Extract to read:
--- START ---
The banks were just operating from the regulations forced upon them by the CRA, and Wall Street was just trying to make the best of a bad situation.
When Obama, in his speech, ‘chided’ the banks for making ‘bad decisions’ I had to laugh, because the banks, due to gov’t regulations of the CRA were forced to make loans they would have never made in a free market. It was people like Obama and others from ACORN that _ensured_ banks made ‘bad decisions’. Even Barney Frank (although not Chris Dodd) will ‘give’ you that... now, but not when it would have meant something.
It is similar to the accounting firms and audit committees which turned a blind-eye to the cooking of the books at ENRON, WorldCom, etc. Whistle-blowers were there only to be ignored.
That "arm's length" relationship that wasn't hurt many people - people who do not "have the time" to recover.
We far too often forget - we never get the "time" back.
That’s right and nobody should be giving Moody’s a pass on this one. It’s a private rating company and should be open to competition that will call junk packages junk, instead of Triple A.
If Moody’s is predicting high default rates, they should also add that much of it was their responsibility, that they apologize to investors and will work to restore the trust which was broken.
My faith in credit experts and ratings agencies has been sorely weakened after the last few years.
“Fortunatly I own no house and no stock. But I have been wondering why anyone would want to keep a house they paid 200,000 for if it is only woth 100,000.”
For the coming inflation. Being a debtor is a good thing right now—credit is cheap. By the time BO is finished with inflating the dollar, your 200,000 debt will be paid in dollars that are worth 1/10th what a dollar is worth today and debt won’t be cheap anymore.
Having a big mortgage is one of the best investments you can make right now. The trick is to take the money you pull out from the mortgage into inflation proof assets.
That sounds crazy. I do not understand all this bailout credit globaloney. And do not want to.
--- END ---
Stored rows:
--- START ---
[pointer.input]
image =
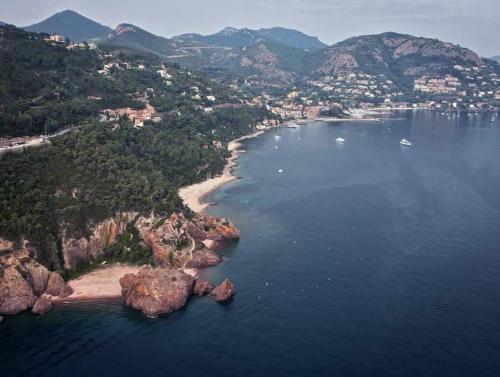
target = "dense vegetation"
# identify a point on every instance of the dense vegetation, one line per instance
(102, 168)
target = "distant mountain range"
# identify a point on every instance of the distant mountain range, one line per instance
(133, 37)
(73, 26)
(281, 56)
(236, 38)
--- END ---
Direction 1:
Answer from the comments on banks and ratings:
(a) What kind of company is Moody's said to be?
(b) Which two companies are named where the books were cooked?
(c) What is called one of the best investments you can make right now?
Direction 2:
Please quote the comments on banks and ratings word for word, everything from "It is similar" down to "last few years.".

Answer 1:
(a) A private rating company.
(b) ENRON and WorldCom.
(c) Having a big mortgage.

Answer 2:
It is similar to the accounting firms and audit committees which turned a blind-eye to the cooking of the books at ENRON, WorldCom, etc. Whistle-blowers were there only to be ignored.
That "arm's length" relationship that wasn't hurt many people - people who do not "have the time" to recover.
We far too often forget - we never get the "time" back.
That’s right and nobody should be giving Moody’s a pass on this one. It’s a private rating company and should be open to competition that will call junk packages junk, instead of Triple A.
If Moody’s is predicting high default rates, they should also add that much of it was their responsibility, that they apologize to investors and will work to restore the trust which was broken.
My faith in credit experts and ratings agencies has been sorely weakened after the last few years.